Extract every line of the listing that contains the string "pavilion".

-- BEGIN --

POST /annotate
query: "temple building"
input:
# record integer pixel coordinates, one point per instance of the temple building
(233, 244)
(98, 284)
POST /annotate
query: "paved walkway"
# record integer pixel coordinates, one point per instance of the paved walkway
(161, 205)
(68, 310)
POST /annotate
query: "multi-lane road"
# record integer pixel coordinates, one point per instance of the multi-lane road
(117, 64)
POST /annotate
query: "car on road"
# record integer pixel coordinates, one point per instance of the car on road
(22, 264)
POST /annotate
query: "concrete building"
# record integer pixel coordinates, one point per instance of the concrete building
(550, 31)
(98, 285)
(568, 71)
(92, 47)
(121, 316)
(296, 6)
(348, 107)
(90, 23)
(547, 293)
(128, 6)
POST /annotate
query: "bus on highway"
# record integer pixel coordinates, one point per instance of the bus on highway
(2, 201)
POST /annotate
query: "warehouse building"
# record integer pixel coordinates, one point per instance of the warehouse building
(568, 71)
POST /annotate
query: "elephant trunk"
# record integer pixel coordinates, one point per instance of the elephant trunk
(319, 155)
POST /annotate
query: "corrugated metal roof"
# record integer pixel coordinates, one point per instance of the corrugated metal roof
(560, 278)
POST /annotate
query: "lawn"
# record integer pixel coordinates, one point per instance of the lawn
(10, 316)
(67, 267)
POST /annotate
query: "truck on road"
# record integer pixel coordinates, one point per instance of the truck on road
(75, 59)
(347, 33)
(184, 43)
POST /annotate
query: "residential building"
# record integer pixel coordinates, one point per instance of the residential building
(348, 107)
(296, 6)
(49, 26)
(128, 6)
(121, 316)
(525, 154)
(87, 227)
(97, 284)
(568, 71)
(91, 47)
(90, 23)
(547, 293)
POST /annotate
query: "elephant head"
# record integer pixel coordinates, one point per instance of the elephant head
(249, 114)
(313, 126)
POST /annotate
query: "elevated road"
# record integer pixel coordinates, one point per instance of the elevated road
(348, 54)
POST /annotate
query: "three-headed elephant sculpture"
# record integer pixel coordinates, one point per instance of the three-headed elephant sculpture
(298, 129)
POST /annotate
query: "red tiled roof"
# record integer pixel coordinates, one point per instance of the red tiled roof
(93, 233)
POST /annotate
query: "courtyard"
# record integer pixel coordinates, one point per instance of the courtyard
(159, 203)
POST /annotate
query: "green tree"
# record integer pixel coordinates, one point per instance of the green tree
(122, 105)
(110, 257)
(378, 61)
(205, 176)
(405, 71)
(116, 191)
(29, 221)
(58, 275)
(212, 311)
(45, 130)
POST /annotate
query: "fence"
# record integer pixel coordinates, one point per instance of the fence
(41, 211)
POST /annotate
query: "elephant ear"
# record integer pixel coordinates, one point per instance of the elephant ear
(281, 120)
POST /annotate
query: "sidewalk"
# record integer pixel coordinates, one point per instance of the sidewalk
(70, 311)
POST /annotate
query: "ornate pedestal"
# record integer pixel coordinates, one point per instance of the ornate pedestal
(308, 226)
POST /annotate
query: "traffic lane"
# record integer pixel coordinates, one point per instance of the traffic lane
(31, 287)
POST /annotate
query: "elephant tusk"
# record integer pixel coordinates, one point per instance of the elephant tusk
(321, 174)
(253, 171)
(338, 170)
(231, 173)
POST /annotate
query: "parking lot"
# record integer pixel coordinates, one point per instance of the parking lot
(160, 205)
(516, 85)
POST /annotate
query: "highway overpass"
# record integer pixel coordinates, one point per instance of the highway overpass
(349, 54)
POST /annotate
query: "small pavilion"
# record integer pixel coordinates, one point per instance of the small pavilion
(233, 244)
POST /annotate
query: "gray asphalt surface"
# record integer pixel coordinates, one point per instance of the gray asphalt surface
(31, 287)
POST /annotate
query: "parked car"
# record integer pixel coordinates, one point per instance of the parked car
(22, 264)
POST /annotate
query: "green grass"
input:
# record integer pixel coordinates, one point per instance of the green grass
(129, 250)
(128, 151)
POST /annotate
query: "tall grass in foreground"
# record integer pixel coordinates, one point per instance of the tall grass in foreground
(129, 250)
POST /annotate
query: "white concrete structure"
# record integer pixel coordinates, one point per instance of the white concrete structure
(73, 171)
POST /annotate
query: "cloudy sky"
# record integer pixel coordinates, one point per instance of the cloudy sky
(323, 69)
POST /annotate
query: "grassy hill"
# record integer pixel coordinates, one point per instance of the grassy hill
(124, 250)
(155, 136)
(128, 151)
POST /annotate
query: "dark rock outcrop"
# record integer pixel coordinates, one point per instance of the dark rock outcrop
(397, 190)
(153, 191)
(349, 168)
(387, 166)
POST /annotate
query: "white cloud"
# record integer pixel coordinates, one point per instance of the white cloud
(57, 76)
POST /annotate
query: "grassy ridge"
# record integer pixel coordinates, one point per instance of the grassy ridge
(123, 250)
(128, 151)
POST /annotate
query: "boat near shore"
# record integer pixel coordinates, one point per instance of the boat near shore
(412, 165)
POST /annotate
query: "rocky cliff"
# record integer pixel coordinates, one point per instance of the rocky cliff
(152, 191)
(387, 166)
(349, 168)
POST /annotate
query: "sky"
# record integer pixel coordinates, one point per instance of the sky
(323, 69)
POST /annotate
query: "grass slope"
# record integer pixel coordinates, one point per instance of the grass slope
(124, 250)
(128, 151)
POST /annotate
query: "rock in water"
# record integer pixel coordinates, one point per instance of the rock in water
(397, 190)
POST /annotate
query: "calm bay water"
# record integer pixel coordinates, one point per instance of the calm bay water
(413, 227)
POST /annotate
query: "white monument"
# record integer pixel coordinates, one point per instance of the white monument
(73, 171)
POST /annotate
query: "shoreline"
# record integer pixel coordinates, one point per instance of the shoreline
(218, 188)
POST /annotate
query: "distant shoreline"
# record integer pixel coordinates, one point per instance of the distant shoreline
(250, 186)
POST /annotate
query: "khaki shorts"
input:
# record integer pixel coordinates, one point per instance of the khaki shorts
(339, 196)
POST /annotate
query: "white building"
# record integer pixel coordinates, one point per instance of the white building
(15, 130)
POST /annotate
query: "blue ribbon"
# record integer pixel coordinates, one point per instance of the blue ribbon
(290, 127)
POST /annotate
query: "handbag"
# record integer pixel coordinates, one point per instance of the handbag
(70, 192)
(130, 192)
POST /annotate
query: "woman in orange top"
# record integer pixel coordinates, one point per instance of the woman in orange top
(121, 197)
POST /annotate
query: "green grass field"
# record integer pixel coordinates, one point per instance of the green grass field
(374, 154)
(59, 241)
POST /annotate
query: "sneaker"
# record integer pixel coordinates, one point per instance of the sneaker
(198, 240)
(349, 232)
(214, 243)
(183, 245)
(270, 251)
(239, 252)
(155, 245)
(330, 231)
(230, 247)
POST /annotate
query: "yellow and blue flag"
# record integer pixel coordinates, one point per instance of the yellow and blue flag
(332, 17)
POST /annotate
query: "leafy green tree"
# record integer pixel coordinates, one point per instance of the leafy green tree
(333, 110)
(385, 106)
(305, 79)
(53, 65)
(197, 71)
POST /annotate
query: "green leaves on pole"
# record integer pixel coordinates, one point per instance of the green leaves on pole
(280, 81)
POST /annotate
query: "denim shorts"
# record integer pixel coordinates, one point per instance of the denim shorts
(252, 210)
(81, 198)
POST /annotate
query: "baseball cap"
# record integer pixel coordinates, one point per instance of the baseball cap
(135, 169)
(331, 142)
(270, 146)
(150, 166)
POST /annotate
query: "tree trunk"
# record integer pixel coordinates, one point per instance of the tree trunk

-- END --

**RESPONSE BELOW:**
query: "small pavilion"
# record integer pixel coordinates, one point per instance of the small pavilion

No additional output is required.